Given passage:
With CalVet’s help, employers’ staffs are educating employees about CalVet and about other programs and services available to veterans and their families. CalVet then contacts veterans who request assistance, assesses their needs, and helps get them connected to their benefits. Those benefits may include compensation and pension payments for a service-connected disability, education benefits (including free college tuition for dependents), health benefits (including free assistive devices, like eye glasses and hearing aids), housing, farm and home loans, survivor benefits, and many others. Besides providing information and resources, CalVet can help veterans navigate the often complicated and frustrating benefit application processes.

It’s a win-win situation,” said CalVet Secretary Peter Gravett. “Veterans’ benefits help men and women successfully move forward after military life. At the same time, they improve the business climate in California. Veterans’ benefits bring hundreds of millions of dollars into the state every year and offset millions of dollars annually in the cost of veteran care that would otherwise be borne by local communities. Veteran benefits help reduce veteran jobless and homeless numbers and increase enrollment in California colleges and universities,” said Gravett. Even still, less than 15% of eligible California veterans are taking advantage of their compensation and pension benefits and only 36% are using their health benefits.

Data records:
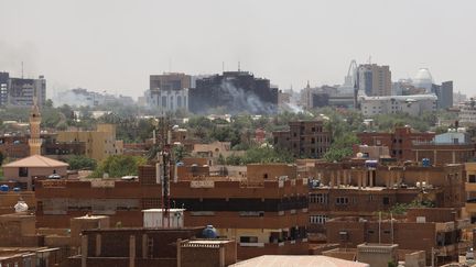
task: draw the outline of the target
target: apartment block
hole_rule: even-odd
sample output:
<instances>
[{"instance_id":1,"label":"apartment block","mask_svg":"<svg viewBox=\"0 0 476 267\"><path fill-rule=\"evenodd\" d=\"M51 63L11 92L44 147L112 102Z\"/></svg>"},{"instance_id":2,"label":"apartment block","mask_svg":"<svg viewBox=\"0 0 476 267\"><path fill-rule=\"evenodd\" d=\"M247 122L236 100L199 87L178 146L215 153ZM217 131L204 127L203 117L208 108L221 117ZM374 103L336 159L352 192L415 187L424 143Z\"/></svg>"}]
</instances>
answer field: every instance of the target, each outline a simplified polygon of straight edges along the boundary
<instances>
[{"instance_id":1,"label":"apartment block","mask_svg":"<svg viewBox=\"0 0 476 267\"><path fill-rule=\"evenodd\" d=\"M293 121L289 131L275 131L274 146L289 151L294 157L321 158L331 146L331 132L324 129L324 121Z\"/></svg>"},{"instance_id":2,"label":"apartment block","mask_svg":"<svg viewBox=\"0 0 476 267\"><path fill-rule=\"evenodd\" d=\"M96 131L58 132L56 140L62 143L85 143L86 156L98 162L110 155L121 155L123 153L123 143L116 140L116 125L113 124L98 124Z\"/></svg>"},{"instance_id":3,"label":"apartment block","mask_svg":"<svg viewBox=\"0 0 476 267\"><path fill-rule=\"evenodd\" d=\"M410 209L405 216L391 219L385 215L361 219L336 218L327 221L328 243L342 247L358 247L363 243L398 244L400 249L424 251L426 265L431 265L432 253L437 266L457 260L470 243L463 240L462 231L468 220L458 219L457 209Z\"/></svg>"},{"instance_id":4,"label":"apartment block","mask_svg":"<svg viewBox=\"0 0 476 267\"><path fill-rule=\"evenodd\" d=\"M44 180L36 187L37 224L66 227L69 219L109 215L111 224L142 225L141 210L160 208L155 166L142 166L139 180ZM238 257L307 254L307 179L271 173L260 180L196 177L172 182L171 207L184 208L185 226L214 225L236 240Z\"/></svg>"}]
</instances>

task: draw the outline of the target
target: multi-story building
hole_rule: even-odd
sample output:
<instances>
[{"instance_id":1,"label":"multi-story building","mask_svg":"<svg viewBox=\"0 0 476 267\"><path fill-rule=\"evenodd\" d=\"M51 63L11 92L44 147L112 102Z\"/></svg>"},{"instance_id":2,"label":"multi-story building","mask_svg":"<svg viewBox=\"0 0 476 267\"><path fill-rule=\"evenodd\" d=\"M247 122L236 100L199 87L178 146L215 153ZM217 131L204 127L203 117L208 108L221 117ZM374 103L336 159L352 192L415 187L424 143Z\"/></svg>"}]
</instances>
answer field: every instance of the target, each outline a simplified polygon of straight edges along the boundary
<instances>
[{"instance_id":1,"label":"multi-story building","mask_svg":"<svg viewBox=\"0 0 476 267\"><path fill-rule=\"evenodd\" d=\"M463 174L463 165L316 164L312 175L316 181L310 183L310 232L322 233L331 218L367 218L397 203L425 201L434 207L462 208Z\"/></svg>"},{"instance_id":2,"label":"multi-story building","mask_svg":"<svg viewBox=\"0 0 476 267\"><path fill-rule=\"evenodd\" d=\"M225 71L197 79L196 88L190 89L188 93L190 110L194 113L206 113L219 107L229 113L278 111L278 88L272 88L269 79L255 78L248 71Z\"/></svg>"},{"instance_id":3,"label":"multi-story building","mask_svg":"<svg viewBox=\"0 0 476 267\"><path fill-rule=\"evenodd\" d=\"M188 111L188 89L148 90L144 94L149 107L158 108L161 114L177 110Z\"/></svg>"},{"instance_id":4,"label":"multi-story building","mask_svg":"<svg viewBox=\"0 0 476 267\"><path fill-rule=\"evenodd\" d=\"M464 126L476 125L476 101L470 99L464 102L459 108L458 114L459 124Z\"/></svg>"},{"instance_id":5,"label":"multi-story building","mask_svg":"<svg viewBox=\"0 0 476 267\"><path fill-rule=\"evenodd\" d=\"M437 97L437 108L447 109L453 107L453 81L443 81L441 86L432 85L432 92Z\"/></svg>"},{"instance_id":6,"label":"multi-story building","mask_svg":"<svg viewBox=\"0 0 476 267\"><path fill-rule=\"evenodd\" d=\"M462 232L468 221L457 209L409 209L404 218L336 218L327 221L328 243L353 248L366 244L398 244L400 249L424 251L426 265L440 266L458 259L469 243ZM432 255L433 254L433 255ZM434 260L432 263L432 260ZM433 265L435 266L435 265Z\"/></svg>"},{"instance_id":7,"label":"multi-story building","mask_svg":"<svg viewBox=\"0 0 476 267\"><path fill-rule=\"evenodd\" d=\"M164 73L162 75L151 75L150 90L183 90L192 86L192 77L178 73Z\"/></svg>"},{"instance_id":8,"label":"multi-story building","mask_svg":"<svg viewBox=\"0 0 476 267\"><path fill-rule=\"evenodd\" d=\"M475 157L476 146L464 129L450 132L415 133L409 126L397 127L393 133L357 134L360 143L368 146L388 147L390 156L399 160L422 162L431 165L463 164Z\"/></svg>"},{"instance_id":9,"label":"multi-story building","mask_svg":"<svg viewBox=\"0 0 476 267\"><path fill-rule=\"evenodd\" d=\"M185 226L212 224L220 236L237 240L239 258L307 254L307 179L268 176L269 179L262 178L259 173L255 177L260 179L253 181L178 177L170 185L171 207L186 210ZM140 167L139 181L87 179L39 183L40 226L66 227L71 218L87 212L108 214L112 224L140 226L141 210L161 207L155 166Z\"/></svg>"},{"instance_id":10,"label":"multi-story building","mask_svg":"<svg viewBox=\"0 0 476 267\"><path fill-rule=\"evenodd\" d=\"M9 78L9 105L31 107L35 98L37 104L43 107L46 101L46 80L43 76L37 79Z\"/></svg>"},{"instance_id":11,"label":"multi-story building","mask_svg":"<svg viewBox=\"0 0 476 267\"><path fill-rule=\"evenodd\" d=\"M110 155L121 155L122 141L116 140L116 125L98 124L96 131L63 131L57 133L58 142L84 142L86 156L102 160Z\"/></svg>"},{"instance_id":12,"label":"multi-story building","mask_svg":"<svg viewBox=\"0 0 476 267\"><path fill-rule=\"evenodd\" d=\"M295 157L321 158L331 146L331 133L324 130L324 121L293 121L289 131L275 131L273 144L291 152Z\"/></svg>"},{"instance_id":13,"label":"multi-story building","mask_svg":"<svg viewBox=\"0 0 476 267\"><path fill-rule=\"evenodd\" d=\"M465 163L465 190L466 205L465 211L470 220L470 223L476 223L476 163Z\"/></svg>"},{"instance_id":14,"label":"multi-story building","mask_svg":"<svg viewBox=\"0 0 476 267\"><path fill-rule=\"evenodd\" d=\"M0 73L0 107L8 104L8 81L9 73Z\"/></svg>"},{"instance_id":15,"label":"multi-story building","mask_svg":"<svg viewBox=\"0 0 476 267\"><path fill-rule=\"evenodd\" d=\"M412 160L413 143L432 142L434 133L416 133L410 126L397 127L393 133L364 132L357 134L363 145L387 146L390 156L401 160Z\"/></svg>"},{"instance_id":16,"label":"multi-story building","mask_svg":"<svg viewBox=\"0 0 476 267\"><path fill-rule=\"evenodd\" d=\"M360 96L390 96L391 71L389 66L359 65L357 68L357 88Z\"/></svg>"},{"instance_id":17,"label":"multi-story building","mask_svg":"<svg viewBox=\"0 0 476 267\"><path fill-rule=\"evenodd\" d=\"M411 151L414 162L428 158L433 165L464 164L475 158L476 145L465 129L450 129L431 142L413 142Z\"/></svg>"},{"instance_id":18,"label":"multi-story building","mask_svg":"<svg viewBox=\"0 0 476 267\"><path fill-rule=\"evenodd\" d=\"M418 116L424 112L436 111L437 97L435 94L359 96L358 102L364 116L398 113Z\"/></svg>"}]
</instances>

Required task 1: According to the passage on CalVet and veterans' benefits, what share of eligible California veterans are using their health benefits?
Required task 2: Transcribe the passage on CalVet and veterans' benefits from "It’s a win-win" up to and including "their health benefits.".
Required task 3: Write the next part of the passage on CalVet and veterans' benefits, starting after its final sentence.
These data records have no connection to the passage on CalVet and veterans' benefits.

Exercise result 1: Only 36% of eligible California veterans are using their health benefits.

Exercise result 2:
It’s a win-win situation,” said CalVet Secretary Peter Gravett. “Veterans’ benefits help men and women successfully move forward after military life. At the same time, they improve the business climate in California. Veterans’ benefits bring hundreds of millions of dollars into the state every year and offset millions of dollars annually in the cost of veteran care that would otherwise be borne by local communities. Veteran benefits help reduce veteran jobless and homeless numbers and increase enrollment in California colleges and universities,” said Gravett. Even still, less than 15% of eligible California veterans are taking advantage of their compensation and pension benefits and only 36% are using their health benefits.

Exercise result 3:
Without a marketing or media budget, getting the word out is one of CalVet’s biggest challenges. That’s why employer partnerships are so helpful. Placing a CalVet article in an employee newsletter or sending CalVet information to Twitter and Facebook followers and friends costs an employer nothing but can expand CalVet’s outreach efforts exponentially as the information shared is then passed on to others.

Employers are increasingly interested is hiring veterans because they make such great employees. Veterans are trained to be mission focused, team oriented, responsible, accountable and punctual. They understand and respect chain of command and follow direction well. CalVet is helping employer partners connect with veteran job seekers by placing their careers/jobs page links on the Employment page of the CalVet web site. If pending state and federal legislation passes, employers who hire veterans may be entitled to special tax breaks or other incentives.

To find out how your organization can become an employer partner and support CalVet’s efforts to reach and assist California veterans, contact Carolyn Ballou at 916-653-1355 or carolyn.ballou@calvet.ca.gov.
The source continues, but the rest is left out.